### REQUEST 1
Locate every line in the records that contains the string "target" and copy each of those lines. Case counts when matching.

=== PAGE EXTRACT ===

To understand this threat, we need to look at where we stand historically. If we leave aside the war-impacted years of 1942 to 1946, the largest annual deficit the United States has incurred since 1920 was 6 percent of gross domestic product. This fiscal year, though, the deficit will rise to about 13 percent of G.D.P., more than twice the non-wartime record. In dollars, that equates to a staggering $1.8 trillion. Fiscally, we are in uncharted territory… Unchecked carbon emissions will likely cause icebergs to melt. Unchecked greenback emissions will certainly cause the purchasing power of currency to melt. The dollar’s destiny lies with Congress.

Neither Buffett nor I are predicting gloom and doom for the economy. We are just pointing out that it’s a little early to be shooting for a market "recovery," especially when you consider that the levels chartists are targeting for recovery are based on getting back to levels that were based on TOTALLY FALSE EARNINGS! The financials should never have been worth 25% of the S&P, because 75% of their earnings were stolen from future quarters and based on totally false accounting assumptions. The land held by homebuilders was never worth 100% more than it is now - that was a bubble - and Exxon Mobil (NYSE:XOM) never had $5Tn in reserves as that was another bubble, and the gold miners weren’t really going to get $2,000 an ounce for gold (without massive inflation) nor were the copper miners going to sustain $400 copper, simply because it’s not economical to use it at that price.

GM couldn’t sell cars without losing $20,000 per vehicle and AIG (NYSE:AIG) wasn’t making any money at all, they were just booking 100% profits for writing policies they thought they would never have to pay but (funny story) it turns out they were wrong and they have now lost 13,000% of those profits with a potential of 1,000,000% more liablities on the books. Believing the market is going to race back to anywhere near those kinds of valuations is just as dumb as believing that 2001 was a good year to get a bargain on a sock puppet that sold pet food because "it was bound to come back." IT’S OVER - DEAL WITH IT!

===

### REQUEST 2
Answer these questions from the commentary on deficits and market valuations above, one line each:
(a) Leaving aside 1942 to 1946, what was the largest annual U.S. deficit since 1920 as a percent of gross domestic product?
(b) What share of the S&P does the commentary say the financials should never have been worth?
(c) How much per vehicle does the commentary say GM was losing on the cars it sold?

=== PROVIDED MATERIAL ===

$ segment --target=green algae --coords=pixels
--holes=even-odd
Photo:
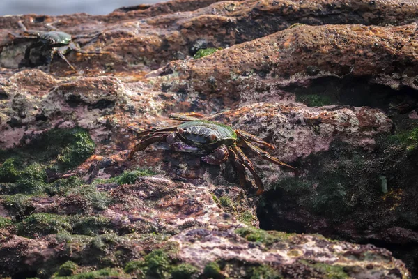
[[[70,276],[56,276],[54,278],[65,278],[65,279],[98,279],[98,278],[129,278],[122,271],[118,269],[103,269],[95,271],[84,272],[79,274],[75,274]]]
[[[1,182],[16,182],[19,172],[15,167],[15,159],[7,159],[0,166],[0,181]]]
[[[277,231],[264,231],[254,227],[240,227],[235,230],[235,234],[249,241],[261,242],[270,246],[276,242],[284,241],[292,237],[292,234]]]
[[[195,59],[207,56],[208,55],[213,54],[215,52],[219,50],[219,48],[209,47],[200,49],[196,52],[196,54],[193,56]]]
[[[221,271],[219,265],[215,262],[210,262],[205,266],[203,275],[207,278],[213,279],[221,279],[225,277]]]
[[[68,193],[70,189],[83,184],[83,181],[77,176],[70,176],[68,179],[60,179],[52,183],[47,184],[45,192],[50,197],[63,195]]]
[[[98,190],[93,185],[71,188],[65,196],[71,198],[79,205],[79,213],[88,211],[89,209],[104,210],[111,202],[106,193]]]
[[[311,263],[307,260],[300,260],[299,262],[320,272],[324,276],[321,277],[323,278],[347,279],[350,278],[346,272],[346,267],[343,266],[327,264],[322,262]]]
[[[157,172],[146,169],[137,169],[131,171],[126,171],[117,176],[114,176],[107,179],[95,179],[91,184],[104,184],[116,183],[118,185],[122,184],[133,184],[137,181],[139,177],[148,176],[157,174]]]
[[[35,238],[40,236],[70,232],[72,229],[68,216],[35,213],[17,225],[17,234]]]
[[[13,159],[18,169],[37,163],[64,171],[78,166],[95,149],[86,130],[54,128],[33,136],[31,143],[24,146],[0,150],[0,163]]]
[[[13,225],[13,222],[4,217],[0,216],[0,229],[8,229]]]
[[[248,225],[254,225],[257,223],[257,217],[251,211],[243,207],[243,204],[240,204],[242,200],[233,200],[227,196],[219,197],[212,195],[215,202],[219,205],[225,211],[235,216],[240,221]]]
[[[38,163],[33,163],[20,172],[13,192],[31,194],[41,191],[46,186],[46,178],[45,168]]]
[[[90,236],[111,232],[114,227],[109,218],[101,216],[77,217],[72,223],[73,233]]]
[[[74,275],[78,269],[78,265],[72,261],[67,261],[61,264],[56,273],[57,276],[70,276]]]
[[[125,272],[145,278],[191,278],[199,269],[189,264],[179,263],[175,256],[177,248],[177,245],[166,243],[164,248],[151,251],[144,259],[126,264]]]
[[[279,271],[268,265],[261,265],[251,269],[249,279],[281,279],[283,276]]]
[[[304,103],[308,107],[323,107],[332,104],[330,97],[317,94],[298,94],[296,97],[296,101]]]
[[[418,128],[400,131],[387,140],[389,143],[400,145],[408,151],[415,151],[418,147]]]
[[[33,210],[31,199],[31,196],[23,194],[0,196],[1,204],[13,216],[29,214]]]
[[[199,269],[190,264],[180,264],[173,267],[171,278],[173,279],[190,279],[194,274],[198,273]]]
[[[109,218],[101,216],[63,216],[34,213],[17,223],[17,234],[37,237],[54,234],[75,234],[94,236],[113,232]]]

===
=== PROVIDED MATERIAL ===

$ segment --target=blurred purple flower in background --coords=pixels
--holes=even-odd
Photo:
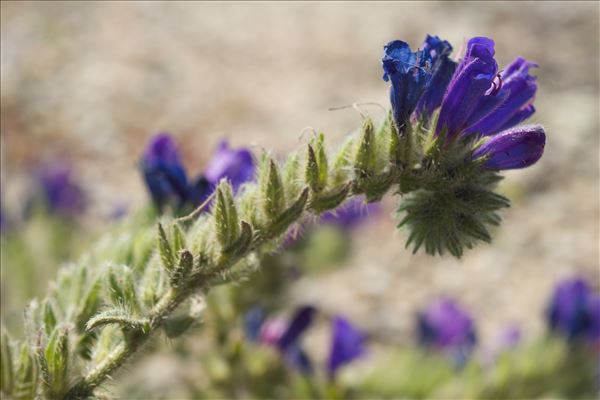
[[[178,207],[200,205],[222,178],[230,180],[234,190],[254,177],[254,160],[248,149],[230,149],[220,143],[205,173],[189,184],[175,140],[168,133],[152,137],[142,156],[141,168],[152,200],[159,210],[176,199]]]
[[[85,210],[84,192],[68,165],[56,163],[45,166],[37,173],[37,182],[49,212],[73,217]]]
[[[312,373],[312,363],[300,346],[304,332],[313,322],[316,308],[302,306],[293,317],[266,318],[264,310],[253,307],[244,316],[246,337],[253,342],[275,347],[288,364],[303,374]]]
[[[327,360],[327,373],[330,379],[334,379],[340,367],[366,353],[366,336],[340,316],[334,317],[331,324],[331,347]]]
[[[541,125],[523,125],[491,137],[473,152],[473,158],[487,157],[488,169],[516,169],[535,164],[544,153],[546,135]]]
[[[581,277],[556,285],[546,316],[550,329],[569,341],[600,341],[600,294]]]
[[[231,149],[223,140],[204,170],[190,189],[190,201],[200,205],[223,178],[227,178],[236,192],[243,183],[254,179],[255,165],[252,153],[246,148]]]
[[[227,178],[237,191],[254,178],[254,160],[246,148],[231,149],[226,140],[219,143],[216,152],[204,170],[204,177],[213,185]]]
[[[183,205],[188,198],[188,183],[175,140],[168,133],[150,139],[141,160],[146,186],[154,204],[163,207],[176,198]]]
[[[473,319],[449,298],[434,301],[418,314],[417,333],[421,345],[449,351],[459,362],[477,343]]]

===
=== PROVIDED MATERIAL ===

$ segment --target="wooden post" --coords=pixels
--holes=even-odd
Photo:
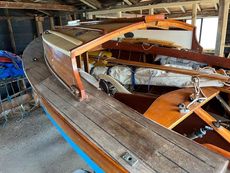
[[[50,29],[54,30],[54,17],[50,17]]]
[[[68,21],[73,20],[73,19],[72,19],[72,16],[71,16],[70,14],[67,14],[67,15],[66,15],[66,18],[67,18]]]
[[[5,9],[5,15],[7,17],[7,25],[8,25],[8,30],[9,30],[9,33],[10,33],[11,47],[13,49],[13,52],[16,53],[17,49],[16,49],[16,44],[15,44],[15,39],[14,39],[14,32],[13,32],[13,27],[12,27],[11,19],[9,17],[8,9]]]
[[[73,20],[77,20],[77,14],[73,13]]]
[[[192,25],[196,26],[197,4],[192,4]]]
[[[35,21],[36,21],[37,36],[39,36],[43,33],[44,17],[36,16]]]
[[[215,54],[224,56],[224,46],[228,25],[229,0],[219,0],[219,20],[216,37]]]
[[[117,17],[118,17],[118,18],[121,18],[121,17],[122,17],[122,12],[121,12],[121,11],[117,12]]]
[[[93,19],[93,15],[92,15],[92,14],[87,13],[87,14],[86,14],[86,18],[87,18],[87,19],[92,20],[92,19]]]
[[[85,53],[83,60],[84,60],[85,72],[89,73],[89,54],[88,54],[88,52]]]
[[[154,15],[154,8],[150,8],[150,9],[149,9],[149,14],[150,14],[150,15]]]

===

### COMPLETE RESPONSE 1
$ segment --target=green algae --coords=pixels
$ segment --target=blurred purple flower in background --coords=pixels
$ segment --target="wooden post" --coords=pixels

### COMPLETE RESPONSE 2
(a) 6 percent
(b) 25%
(c) $20,000